## WHAT NEEDS TO BE DONE
Please copy the material below word for word, starting with its first line and going on through the line with "column 442, row 582", both included.

## MATERIAL SHOWN
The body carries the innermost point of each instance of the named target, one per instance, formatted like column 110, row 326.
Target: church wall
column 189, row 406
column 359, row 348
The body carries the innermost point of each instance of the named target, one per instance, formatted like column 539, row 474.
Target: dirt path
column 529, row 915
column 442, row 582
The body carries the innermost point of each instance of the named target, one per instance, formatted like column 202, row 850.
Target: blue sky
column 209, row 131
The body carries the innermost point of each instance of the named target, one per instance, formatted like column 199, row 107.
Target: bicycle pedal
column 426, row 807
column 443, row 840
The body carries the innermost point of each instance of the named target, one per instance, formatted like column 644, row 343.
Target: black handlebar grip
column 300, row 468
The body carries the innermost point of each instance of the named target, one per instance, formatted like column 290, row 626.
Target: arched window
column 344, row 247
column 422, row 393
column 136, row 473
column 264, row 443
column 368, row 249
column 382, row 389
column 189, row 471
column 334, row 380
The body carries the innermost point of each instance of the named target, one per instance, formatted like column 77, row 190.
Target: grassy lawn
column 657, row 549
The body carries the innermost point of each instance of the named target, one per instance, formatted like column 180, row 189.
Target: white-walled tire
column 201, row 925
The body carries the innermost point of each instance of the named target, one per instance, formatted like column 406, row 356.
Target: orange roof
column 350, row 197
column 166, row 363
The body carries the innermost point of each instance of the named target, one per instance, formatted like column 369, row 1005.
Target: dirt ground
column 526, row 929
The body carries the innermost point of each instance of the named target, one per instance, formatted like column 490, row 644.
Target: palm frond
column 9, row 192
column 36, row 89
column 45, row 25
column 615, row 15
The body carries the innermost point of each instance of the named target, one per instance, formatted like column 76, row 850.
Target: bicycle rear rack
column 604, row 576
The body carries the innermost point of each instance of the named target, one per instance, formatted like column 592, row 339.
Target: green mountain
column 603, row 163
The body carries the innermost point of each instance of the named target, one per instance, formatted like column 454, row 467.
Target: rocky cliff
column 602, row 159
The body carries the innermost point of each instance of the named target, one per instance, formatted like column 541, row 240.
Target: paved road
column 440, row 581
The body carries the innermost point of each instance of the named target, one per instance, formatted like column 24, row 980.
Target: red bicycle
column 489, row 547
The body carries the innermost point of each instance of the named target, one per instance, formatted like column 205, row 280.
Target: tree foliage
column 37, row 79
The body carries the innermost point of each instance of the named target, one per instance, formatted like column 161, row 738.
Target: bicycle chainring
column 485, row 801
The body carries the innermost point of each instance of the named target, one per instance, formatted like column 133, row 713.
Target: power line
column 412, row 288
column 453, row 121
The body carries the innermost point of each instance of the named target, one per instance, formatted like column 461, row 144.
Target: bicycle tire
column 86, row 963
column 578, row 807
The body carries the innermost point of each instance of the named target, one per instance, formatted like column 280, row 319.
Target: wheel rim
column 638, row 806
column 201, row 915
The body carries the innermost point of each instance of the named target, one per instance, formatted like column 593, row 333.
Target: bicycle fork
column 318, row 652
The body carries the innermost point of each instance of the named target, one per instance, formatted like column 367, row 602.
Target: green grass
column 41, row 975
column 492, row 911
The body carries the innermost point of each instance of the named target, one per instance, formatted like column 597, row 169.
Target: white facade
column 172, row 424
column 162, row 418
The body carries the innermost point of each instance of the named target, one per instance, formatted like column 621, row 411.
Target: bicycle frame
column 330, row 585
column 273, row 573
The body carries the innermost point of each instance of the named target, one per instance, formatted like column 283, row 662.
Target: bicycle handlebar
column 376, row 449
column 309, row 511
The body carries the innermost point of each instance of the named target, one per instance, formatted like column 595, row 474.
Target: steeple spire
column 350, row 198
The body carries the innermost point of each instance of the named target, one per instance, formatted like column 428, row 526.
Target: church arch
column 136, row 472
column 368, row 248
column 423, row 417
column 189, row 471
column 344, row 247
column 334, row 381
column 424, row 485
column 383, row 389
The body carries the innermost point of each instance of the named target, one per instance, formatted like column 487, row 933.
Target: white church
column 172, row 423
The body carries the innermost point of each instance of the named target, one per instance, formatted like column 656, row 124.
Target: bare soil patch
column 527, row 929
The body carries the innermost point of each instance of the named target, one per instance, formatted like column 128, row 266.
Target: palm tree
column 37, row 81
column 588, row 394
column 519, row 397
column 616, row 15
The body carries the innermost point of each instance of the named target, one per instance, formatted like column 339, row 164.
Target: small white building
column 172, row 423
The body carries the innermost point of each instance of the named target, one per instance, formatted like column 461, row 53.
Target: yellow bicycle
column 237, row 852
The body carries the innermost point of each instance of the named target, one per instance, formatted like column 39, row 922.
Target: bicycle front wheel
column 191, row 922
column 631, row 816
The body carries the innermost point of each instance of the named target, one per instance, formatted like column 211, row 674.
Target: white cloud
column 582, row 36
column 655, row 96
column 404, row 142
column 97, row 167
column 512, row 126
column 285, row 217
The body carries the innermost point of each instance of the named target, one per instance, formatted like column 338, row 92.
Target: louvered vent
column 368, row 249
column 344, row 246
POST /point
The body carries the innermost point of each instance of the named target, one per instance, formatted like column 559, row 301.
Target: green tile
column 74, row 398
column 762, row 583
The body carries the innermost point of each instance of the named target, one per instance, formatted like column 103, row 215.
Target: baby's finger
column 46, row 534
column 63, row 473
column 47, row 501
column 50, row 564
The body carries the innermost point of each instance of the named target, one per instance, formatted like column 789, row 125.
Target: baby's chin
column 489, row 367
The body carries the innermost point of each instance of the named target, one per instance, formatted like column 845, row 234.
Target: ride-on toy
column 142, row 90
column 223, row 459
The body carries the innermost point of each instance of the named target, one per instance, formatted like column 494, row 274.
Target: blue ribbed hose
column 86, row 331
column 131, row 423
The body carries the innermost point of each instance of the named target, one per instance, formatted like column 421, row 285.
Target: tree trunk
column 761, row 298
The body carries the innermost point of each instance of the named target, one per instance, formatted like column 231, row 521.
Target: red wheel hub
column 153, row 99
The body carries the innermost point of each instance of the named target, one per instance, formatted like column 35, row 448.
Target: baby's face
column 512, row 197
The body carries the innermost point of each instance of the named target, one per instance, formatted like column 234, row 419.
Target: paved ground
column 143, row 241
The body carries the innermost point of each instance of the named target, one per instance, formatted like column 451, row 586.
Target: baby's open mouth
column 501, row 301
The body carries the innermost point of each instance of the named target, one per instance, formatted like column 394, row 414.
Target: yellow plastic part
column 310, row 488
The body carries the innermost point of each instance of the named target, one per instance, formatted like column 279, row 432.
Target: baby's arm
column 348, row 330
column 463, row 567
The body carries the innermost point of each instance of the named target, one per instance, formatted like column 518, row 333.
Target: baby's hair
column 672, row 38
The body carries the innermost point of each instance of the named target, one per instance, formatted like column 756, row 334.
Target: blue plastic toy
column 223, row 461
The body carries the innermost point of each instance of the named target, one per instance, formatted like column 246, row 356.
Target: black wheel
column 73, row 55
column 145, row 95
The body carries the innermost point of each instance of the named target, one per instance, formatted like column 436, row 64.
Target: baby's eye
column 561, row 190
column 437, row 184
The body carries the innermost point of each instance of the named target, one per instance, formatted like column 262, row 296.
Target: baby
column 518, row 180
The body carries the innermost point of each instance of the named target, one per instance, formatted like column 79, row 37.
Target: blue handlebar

## EXERCISE RESULT
The body carries the innermost point of each instance of the named target, one per instance, formatted like column 110, row 326.
Target: church wall
column 189, row 406
column 359, row 348
The body carries the innermost point of each instance of the named target, one per instance, formatted like column 539, row 474.
Target: dirt path
column 529, row 915
column 442, row 582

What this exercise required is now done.